• [DATA TO PROCESS]
◇ ◇ ◇ ◇
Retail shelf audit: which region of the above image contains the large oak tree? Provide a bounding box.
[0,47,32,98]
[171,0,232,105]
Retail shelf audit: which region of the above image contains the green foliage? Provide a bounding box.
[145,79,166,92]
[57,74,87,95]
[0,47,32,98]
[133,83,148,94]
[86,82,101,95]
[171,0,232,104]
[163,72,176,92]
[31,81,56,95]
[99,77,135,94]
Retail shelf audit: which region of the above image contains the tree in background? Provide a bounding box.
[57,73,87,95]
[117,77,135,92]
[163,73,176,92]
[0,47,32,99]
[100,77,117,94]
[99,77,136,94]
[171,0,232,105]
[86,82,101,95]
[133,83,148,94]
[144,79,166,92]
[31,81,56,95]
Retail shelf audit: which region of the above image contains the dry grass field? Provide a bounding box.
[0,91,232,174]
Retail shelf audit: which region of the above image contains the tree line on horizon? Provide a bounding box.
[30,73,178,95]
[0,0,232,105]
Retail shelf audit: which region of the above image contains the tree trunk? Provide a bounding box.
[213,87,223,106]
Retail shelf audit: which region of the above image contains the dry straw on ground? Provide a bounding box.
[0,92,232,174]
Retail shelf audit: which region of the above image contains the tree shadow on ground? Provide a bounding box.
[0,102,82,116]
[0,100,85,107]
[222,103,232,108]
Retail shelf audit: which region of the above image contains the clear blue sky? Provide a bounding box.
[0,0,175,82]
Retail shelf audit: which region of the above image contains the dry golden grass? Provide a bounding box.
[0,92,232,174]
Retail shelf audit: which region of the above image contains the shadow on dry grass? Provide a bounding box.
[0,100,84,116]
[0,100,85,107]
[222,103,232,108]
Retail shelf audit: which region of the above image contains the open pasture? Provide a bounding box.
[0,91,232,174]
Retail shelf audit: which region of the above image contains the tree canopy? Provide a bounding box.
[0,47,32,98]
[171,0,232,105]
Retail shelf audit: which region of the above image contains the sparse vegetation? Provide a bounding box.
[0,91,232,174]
◇ ◇ ◇ ◇
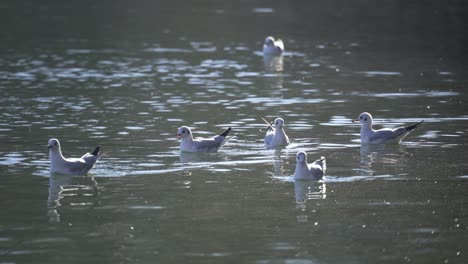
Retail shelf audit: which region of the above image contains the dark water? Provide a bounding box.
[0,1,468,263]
◇ ◇ ◇ ◇
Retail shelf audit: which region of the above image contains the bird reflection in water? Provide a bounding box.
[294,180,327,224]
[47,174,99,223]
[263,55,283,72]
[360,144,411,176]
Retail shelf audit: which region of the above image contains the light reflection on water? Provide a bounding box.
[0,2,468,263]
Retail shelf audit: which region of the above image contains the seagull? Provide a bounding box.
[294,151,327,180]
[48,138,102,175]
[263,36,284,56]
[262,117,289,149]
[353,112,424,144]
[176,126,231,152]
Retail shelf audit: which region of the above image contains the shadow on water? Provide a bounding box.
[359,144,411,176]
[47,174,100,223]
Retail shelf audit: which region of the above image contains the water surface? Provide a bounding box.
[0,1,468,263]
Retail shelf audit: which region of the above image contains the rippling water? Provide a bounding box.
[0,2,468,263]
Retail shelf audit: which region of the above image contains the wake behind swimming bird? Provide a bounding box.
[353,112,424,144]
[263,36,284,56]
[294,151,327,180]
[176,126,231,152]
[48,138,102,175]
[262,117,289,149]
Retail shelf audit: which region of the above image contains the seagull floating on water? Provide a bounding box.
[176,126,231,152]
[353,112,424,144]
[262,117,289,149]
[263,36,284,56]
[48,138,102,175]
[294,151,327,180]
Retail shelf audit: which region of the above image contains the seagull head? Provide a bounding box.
◇ ◇ ◇ ◇
• [WRITTEN INSTRUCTION]
Update the data from the line with "foliage? Provide a bounding box." to the line with "[99,77,135,94]", replacing "green foliage" with "dense foliage" and leaving everything else unchanged. Return only those lines.

• [RESPONSE]
Retail shelf audit: which region of the above image contains the dense foliage? Provide a bounding box.
[145,79,166,92]
[57,74,87,95]
[0,47,32,98]
[133,83,148,94]
[86,82,101,95]
[171,0,232,104]
[163,72,176,92]
[31,81,56,95]
[99,77,135,94]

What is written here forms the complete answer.